#### TEXTO SELECIONADO ####

Na teoria clássica, a pena tem por finalidade prevenir o cometimento de crimes, retribuindo ao infrator o mal causado à vítima e ao tecido social, tentando assim viabilizar a ressocialização.

É a clássica tríade – prevenir, retribuir e ressocializar – absolutamente dissociada do atual momento, quando nem precisamos lançar mão da Teoria Agnóstica – criada por um tal penalista – para ter certeza de que aquela tem fracassado em seu escopo.

Noutro giro, lá pelos idos de 90, a renomada professora Ada Grinover pregava que justiça tardia é injustiça. Sim doutora Ada. Bravo!

Penso que há um erro na música brilhantemente cantada por Elis – escrita por Belchior, eu acho – quando diz que apesar de tudo o que fizemos ainda somos os mesmos.

Não somos os mesmos. Minha cabeça não é a mesma, e eu não sou. O Claudemir, o Brando e o doutor Ulysses não são os mesmos; as águas do Rio Santa Maria certamente não são iguais às que naquele leito choravam há dois lustros.

Podemos contar o que fizemos, o que vivemos, o que aconteceu conosco, mas éramos outros. Eles é que fizeram ou deixaram de fazer.

E aquela gente jovem reunida, aqueles do cabelo ao vento cantados pela Regina, são um retrato na parede da nossa memória, que ainda faz chorar.

#### DADOS ####

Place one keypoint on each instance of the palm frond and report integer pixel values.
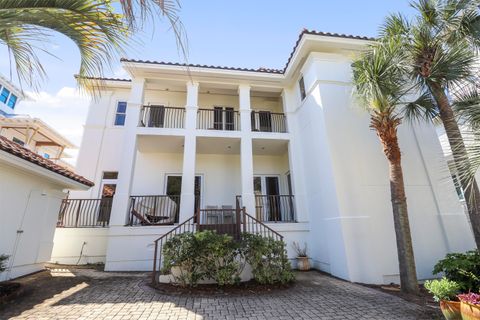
(421, 109)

####

LISTA DE TAREFAS:
1/ Segundo o texto selecionado, qual é o erro na música cantada por Elis e por que ele existe? Responda em até três frases, com base apenas no próprio texto.
2/ Prossiga com o texto selecionado a partir da última frase apresentada, mantendo o mesmo tom e o mesmo assunto.

RESPOSTAS POR TAREFA:
1/ O erro está na ideia de que, apesar de tudo o que fizemos, ainda somos os mesmos. Ninguém permanece igual: a cabeça de quem escreve mudou, Claudemir, Brando e o doutor Ulysses também mudaram, e nem as águas do Rio Santa Maria são as de dois lustros atrás. Por isso, podemos contar o que vivemos, mas éramos outros.

2/
Por isso, brilhante professora Ada, justiça tardia é rematada injustiça. Não há.

Falo sim do caso Kiss. Que vai a Júri novamente, mais de dez anos depois. Que pode ainda ser cindido; que talvez possa ser reaforado; que certamente será objeto de recursos; que será alvo de recurso do recurso, e recurso do recurso do recurso.

Já foram julgados muitos presos – envolvidos e não envolvidos – músicos presos, policiais presos, funcionários públicos presos, cidadãos presos, peritos, advogados, jornalistas, serventuários juízes e promotores presos; já foram julgados tios, primos, sobrinhos, filhas, esposas, namorados, e namoradas.

Pais e mães são julgados todos os dias, e me desculpem porque devo estar esquecendo de muita gente, todos presos. Estão há mais de dez anos presos. Por quantos lustros ainda mais?

(*) Marcelo Mendes Arigony é titular da Delegacia de Polícia de Homicídios e Proteção à Pessoa (DPHPP) em Santa Maria, professor de Direito Penal na Ulbra/SM e Doutor em Administração pela UFSM. Ele escreve no site às quartas-feiras.

Observação do editor: a imagem que ilustra esta crônica é a modificação de uma foto original de João Vilnei/Arquivo da Prefeitura)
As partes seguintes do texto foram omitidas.